### [RECORDS FOR THIS EXERCISE]
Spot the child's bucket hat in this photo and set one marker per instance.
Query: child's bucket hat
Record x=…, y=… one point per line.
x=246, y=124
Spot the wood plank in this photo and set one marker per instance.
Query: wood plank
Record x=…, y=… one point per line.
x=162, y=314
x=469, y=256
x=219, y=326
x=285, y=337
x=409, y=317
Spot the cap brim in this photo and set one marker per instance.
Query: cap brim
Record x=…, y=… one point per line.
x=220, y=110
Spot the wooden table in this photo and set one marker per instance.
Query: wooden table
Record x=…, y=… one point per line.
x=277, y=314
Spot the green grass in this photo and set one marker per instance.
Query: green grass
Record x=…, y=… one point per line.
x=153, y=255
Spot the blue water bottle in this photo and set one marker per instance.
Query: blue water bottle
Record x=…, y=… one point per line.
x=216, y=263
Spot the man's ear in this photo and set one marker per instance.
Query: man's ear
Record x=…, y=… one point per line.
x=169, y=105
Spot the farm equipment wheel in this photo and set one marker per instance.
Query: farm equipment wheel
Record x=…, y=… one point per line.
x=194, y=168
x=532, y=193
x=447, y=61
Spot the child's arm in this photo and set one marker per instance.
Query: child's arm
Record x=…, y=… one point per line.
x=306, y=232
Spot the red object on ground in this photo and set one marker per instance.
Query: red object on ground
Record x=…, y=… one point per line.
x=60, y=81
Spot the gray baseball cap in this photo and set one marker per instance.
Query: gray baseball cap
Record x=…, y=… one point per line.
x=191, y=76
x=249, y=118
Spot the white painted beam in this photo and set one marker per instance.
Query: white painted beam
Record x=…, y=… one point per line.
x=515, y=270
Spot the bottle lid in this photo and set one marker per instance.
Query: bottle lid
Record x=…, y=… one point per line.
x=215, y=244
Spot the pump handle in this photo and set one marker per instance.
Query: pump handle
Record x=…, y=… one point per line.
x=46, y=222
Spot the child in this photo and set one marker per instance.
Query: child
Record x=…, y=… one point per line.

### [TASK TO CARRY OUT]
Starting at the line with "Spot the white", copy every line up to and including the last one in the entries above.

### [RESULT BELOW]
Spot the white painted beam in this photo and set one marker per instance.
Query: white painted beam
Record x=…, y=… one point per line.
x=515, y=270
Spot the bottle lid in this photo and set one marker per instance.
Query: bottle lid
Record x=…, y=… one point per line.
x=215, y=244
Spot the pump handle in this photo and set one marker per instance.
Query: pump handle
Record x=…, y=… one point per line.
x=46, y=222
Spot the child in this photo and set one marker per instance.
Query: child
Record x=…, y=… one point per line.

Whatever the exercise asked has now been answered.